§ EXTRACT PROVIDED
Start of Block

Documentation and Cultural Centre of German Sinti and Roma

Roma and Sinti

This website aims to refute prejudices and hostilities on the one hand and, on the other hand, to document the genocide of the Sinti and Roma: from the ostracism and disenfranchisement of the minority in the German Reich to the systematic extermination in occupied Europe.

The inhuman perspective of the perpetrators is contrasted by the victim’s testimonies. Historical family pictures of Sinti and Roma provide an insight into the people’s daily life and let them stand out as individuals. These self-documentations show the people in their individuality and personality and provide an important counterpart to the “gypsy clichés” that remain very powerful until today. They illustrate the destroyed lives and destinies behind the abstract documents of the bureaucratically organized extermination.

Also a theme is the history of the survivors in post-war Germany, who were recognized only very late as Nazi victims. It was the civil rights movement of the German Sinti and Roma that made the ideological and personal continuities from the time of the “Third Reich” part of the social debate. The exhibition ends with an outlook on the human rights situation of the Sinti and Roma minority in Europe after 1989. The content of the webpage is based on the portable exhibition "'Racial diagnosis: Gypsy‘. The Nazi genocide of the Sinti and Roma and the long struggle for recognition“ which was completed in 2017; however, it is expanded by numerous videos, photographs and documents, which cannot be shown in the exhibition due to lack of space.

End of Block

§ PROVIDED MATERIAL
Start of Block

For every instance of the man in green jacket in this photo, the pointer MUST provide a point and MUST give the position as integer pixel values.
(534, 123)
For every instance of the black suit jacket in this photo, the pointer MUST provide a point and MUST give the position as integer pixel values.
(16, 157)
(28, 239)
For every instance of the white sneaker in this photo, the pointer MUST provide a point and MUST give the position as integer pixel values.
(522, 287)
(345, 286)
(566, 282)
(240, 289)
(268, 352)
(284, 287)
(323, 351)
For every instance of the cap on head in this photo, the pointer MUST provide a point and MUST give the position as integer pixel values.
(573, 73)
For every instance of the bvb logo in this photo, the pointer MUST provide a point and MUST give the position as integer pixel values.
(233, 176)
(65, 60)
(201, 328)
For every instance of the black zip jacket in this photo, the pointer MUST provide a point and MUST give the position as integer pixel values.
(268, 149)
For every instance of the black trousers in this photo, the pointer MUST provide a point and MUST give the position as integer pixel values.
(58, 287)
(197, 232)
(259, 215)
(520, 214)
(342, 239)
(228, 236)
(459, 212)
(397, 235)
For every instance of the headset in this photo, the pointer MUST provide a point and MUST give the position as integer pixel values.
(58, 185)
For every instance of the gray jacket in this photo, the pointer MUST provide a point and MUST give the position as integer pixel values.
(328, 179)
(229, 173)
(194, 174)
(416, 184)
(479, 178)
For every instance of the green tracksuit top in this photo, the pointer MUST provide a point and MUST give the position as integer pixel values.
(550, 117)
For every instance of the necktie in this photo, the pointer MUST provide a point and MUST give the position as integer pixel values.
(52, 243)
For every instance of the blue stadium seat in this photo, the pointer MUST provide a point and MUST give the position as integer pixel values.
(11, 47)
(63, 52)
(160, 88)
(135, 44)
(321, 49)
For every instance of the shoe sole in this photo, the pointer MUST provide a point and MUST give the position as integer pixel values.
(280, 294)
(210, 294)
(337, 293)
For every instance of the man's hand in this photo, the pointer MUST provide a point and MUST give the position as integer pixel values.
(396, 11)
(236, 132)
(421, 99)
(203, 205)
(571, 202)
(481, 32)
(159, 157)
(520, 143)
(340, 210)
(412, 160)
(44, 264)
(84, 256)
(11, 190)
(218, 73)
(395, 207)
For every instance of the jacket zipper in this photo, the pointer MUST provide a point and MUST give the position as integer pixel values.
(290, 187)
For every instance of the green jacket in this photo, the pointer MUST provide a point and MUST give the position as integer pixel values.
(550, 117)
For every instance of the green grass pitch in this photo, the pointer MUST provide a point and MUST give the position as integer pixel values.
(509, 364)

End of Block

§ WHAT THE TASK ASKS
Pick up the text about the Sinti and Roma documentation website and continue it from where it stops. The items have no role here.

§ TASK RESULT
The webpage provides a contemporary tool for educators and teachers to raise awareness of young people about the history of the Holocaust of the Sinti and Roma for instance in the context of a teaching unit. Due to its intuitive menu operation the webpage is also suitable for independent studies or to gain a deeper insight into the subject. The portable exhibition and the web page "‘Racial diagnosis: Gypsy‘. The Nazi genocide of the Sinti and Roma and the long struggle for recognition“ is funded by the German Federal Cultural Foundation.